### WHAT IS BEING ASKED
Find the line containing "Thanks for the photo. Could you please mark the dog's leg". Return it and every line after it, unchanged, up to and including the last line.

### RECORDED INFORMATION
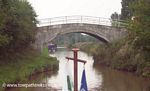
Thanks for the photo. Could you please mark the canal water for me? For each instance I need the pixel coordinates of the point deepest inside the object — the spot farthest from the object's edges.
(98, 78)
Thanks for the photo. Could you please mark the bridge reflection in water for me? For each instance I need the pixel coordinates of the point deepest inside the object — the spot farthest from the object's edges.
(98, 78)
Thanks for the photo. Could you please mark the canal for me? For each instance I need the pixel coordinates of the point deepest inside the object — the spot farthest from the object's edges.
(99, 78)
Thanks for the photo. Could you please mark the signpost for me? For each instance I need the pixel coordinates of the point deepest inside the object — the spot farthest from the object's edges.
(76, 60)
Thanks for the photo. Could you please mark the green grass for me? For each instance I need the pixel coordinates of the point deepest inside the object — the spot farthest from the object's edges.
(19, 67)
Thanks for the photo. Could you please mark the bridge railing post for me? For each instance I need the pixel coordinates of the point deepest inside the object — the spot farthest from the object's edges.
(66, 19)
(50, 21)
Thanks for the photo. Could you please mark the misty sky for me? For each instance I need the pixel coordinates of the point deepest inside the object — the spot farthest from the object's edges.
(56, 8)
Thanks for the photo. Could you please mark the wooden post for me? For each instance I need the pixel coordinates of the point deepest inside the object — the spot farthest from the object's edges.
(76, 60)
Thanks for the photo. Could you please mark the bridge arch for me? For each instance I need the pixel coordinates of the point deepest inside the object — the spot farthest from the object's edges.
(105, 33)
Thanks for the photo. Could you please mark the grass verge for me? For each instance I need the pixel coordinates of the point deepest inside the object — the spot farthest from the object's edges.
(19, 67)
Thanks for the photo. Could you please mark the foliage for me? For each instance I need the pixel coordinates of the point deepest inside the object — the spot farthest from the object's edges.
(19, 67)
(126, 13)
(140, 26)
(17, 25)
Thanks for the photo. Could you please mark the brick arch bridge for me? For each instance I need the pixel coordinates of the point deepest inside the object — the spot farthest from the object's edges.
(100, 28)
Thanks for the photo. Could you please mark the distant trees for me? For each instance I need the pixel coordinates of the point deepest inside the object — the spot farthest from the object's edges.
(17, 25)
(140, 25)
(126, 12)
(115, 19)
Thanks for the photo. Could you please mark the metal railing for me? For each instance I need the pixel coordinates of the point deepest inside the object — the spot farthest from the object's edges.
(80, 19)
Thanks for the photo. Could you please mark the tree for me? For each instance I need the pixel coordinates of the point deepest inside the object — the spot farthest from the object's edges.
(126, 13)
(17, 25)
(140, 26)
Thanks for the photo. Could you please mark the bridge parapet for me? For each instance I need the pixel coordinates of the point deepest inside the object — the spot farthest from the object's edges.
(81, 19)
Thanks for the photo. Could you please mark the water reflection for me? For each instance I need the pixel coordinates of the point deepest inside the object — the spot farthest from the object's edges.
(98, 78)
(121, 81)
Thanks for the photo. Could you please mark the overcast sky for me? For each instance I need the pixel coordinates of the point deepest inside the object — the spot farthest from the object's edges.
(56, 8)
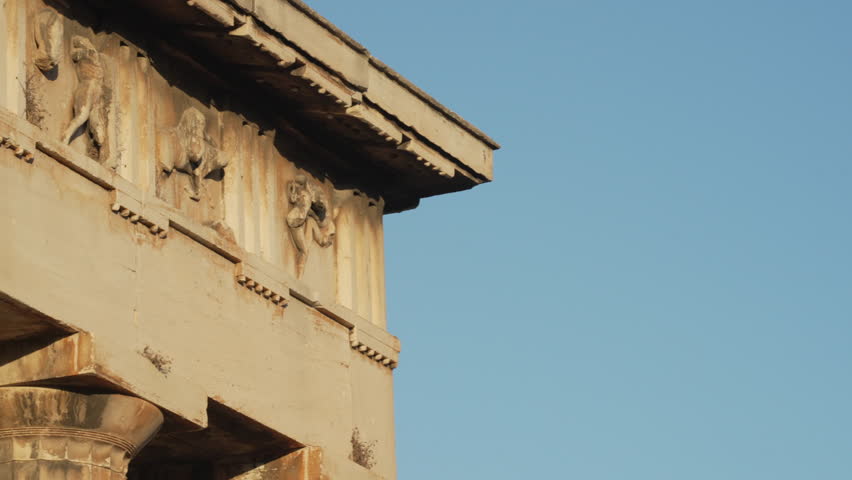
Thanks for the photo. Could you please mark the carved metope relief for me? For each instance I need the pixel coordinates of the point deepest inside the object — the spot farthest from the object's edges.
(197, 155)
(90, 105)
(47, 33)
(311, 218)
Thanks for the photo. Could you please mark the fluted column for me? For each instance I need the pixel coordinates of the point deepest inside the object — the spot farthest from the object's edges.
(51, 434)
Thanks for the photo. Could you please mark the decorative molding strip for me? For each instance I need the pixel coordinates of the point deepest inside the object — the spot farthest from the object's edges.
(263, 291)
(283, 55)
(429, 158)
(73, 433)
(135, 217)
(326, 86)
(217, 10)
(376, 122)
(20, 151)
(357, 343)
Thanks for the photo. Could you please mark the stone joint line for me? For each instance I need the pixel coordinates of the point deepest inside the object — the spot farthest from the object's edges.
(76, 433)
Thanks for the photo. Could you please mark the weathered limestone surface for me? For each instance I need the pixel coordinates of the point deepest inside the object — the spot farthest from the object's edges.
(191, 198)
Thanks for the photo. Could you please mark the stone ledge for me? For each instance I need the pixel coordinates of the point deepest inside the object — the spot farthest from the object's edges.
(76, 361)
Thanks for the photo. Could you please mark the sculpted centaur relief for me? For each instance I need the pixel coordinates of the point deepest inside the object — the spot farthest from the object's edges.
(90, 106)
(197, 155)
(311, 215)
(47, 33)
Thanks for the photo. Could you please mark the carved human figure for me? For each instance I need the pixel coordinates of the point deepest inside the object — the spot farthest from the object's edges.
(310, 214)
(88, 96)
(197, 154)
(47, 33)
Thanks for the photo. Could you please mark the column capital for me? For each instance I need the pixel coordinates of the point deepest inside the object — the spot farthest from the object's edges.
(48, 433)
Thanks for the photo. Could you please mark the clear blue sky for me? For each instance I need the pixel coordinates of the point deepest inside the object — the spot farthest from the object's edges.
(658, 284)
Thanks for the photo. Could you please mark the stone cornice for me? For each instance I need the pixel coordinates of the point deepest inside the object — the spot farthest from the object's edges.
(342, 90)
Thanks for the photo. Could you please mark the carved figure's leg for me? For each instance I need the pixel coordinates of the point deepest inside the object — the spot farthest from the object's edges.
(82, 110)
(97, 124)
(195, 185)
(298, 237)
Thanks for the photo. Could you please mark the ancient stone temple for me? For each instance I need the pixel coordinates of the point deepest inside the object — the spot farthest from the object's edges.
(191, 259)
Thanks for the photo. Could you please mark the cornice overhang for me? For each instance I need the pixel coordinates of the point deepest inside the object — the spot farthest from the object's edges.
(409, 144)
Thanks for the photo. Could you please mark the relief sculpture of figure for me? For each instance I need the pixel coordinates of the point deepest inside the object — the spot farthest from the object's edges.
(47, 33)
(310, 214)
(88, 96)
(197, 155)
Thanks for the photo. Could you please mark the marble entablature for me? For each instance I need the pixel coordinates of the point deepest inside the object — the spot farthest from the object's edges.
(195, 194)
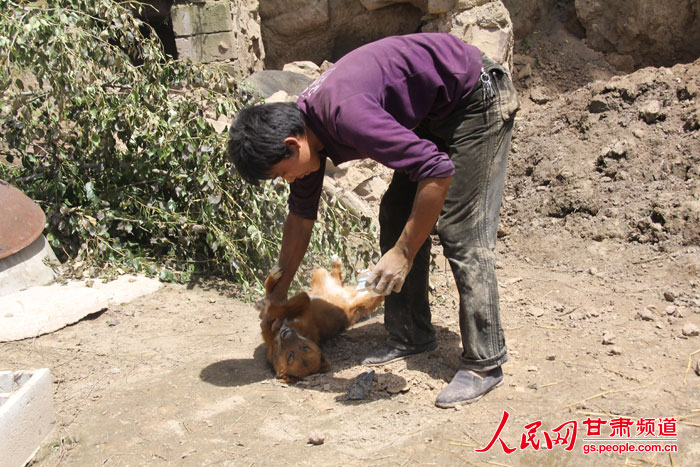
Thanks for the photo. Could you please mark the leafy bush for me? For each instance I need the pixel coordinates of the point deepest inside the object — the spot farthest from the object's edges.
(118, 146)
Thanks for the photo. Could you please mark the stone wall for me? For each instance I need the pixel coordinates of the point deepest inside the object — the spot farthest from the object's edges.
(646, 32)
(256, 34)
(220, 31)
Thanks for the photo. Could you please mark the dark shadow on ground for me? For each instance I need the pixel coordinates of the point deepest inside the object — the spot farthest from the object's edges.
(344, 351)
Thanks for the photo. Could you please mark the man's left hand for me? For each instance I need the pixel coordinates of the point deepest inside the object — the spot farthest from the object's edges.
(390, 273)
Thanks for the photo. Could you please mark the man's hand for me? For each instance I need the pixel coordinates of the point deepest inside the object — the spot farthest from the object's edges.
(390, 273)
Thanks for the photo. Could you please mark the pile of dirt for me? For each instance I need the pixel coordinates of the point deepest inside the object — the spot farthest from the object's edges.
(600, 302)
(612, 160)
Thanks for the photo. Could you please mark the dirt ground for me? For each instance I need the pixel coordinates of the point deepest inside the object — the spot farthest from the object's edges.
(598, 269)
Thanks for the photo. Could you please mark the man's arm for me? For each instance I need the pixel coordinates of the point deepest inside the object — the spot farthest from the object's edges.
(392, 269)
(295, 240)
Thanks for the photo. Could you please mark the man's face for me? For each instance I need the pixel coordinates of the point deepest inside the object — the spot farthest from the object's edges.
(301, 163)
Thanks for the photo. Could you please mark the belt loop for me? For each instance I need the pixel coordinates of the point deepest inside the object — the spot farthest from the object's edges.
(486, 84)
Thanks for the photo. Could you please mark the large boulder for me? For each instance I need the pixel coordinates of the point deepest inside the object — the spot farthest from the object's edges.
(649, 32)
(526, 14)
(483, 23)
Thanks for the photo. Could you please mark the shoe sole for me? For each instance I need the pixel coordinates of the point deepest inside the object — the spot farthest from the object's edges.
(470, 401)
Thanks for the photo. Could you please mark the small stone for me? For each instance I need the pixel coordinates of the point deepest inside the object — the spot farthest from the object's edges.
(651, 112)
(540, 95)
(398, 387)
(598, 105)
(645, 315)
(690, 330)
(608, 338)
(360, 386)
(316, 438)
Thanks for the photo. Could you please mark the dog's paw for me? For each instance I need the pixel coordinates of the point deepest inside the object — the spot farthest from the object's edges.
(261, 306)
(276, 272)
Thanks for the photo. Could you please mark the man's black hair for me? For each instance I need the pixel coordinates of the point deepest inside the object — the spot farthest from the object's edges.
(256, 138)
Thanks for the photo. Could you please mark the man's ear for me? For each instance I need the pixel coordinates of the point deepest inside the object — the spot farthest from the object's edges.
(292, 143)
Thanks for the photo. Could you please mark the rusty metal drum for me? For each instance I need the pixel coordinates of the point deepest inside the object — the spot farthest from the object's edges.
(21, 220)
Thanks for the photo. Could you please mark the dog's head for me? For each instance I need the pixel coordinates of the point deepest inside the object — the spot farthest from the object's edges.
(296, 357)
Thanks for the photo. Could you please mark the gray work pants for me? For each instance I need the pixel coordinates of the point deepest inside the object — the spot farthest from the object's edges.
(476, 136)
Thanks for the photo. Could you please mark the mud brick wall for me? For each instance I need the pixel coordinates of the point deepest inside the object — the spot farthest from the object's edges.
(203, 31)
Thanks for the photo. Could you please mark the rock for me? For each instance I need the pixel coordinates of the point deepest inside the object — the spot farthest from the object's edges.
(268, 82)
(305, 67)
(664, 33)
(651, 112)
(608, 338)
(280, 96)
(623, 63)
(690, 330)
(645, 315)
(316, 438)
(598, 105)
(397, 386)
(540, 95)
(483, 23)
(371, 189)
(318, 30)
(360, 386)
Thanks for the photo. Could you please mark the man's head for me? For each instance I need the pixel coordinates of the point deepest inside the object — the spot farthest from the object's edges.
(260, 137)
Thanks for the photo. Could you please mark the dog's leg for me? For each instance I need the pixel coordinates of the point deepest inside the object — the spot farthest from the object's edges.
(272, 277)
(337, 269)
(361, 305)
(293, 307)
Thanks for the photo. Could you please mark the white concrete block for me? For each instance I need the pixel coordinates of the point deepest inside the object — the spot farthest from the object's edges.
(26, 414)
(27, 267)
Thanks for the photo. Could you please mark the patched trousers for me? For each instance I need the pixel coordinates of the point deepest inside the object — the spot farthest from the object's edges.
(476, 136)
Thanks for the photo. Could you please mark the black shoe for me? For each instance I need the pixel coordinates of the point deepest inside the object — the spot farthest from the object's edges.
(388, 354)
(468, 386)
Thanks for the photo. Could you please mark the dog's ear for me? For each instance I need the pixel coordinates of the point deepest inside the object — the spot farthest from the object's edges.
(293, 307)
(287, 379)
(325, 366)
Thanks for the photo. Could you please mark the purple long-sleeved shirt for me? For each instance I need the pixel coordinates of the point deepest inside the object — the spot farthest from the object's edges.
(368, 103)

### PROBLEM SOLUTION
Thanks for the photo. Could you please mark the dog's leg for me? For each instance I need the pixel coordinates of the point deepest inside the object — the spot farthest from the object's edges.
(272, 277)
(337, 269)
(361, 305)
(293, 307)
Thanks for the photo. Could you please mark the white concrete block for me? For each instance I need the pixel coordinates of the point deepest inside the object — the spot farthest from the object's edges.
(26, 414)
(27, 267)
Thanks for the photo. Could you please mark the patched trousers for me? For each instance I need the pixel coordinates of the point deepest inside the object — the spot farthest from the object's edges.
(476, 136)
Thanks for the photo. Could you please mark the black shoe for me? For each instance I need the pixel coordinates of the point deepest inside the object — the spot farthest from the object's edges.
(388, 354)
(468, 386)
Thanks for the photo. Could you please mark the dog's ear for me? For each instance I need the pixel coordinates of the point deepest inside the object — the spot farthest from the object's edges.
(293, 307)
(287, 379)
(325, 366)
Thanks for the photo. Could you please mark the purple long-sleeved shirt for me? For each instance I need the pixel coordinates of the point deepest inside the object — the spot farthest from the object's edges.
(368, 103)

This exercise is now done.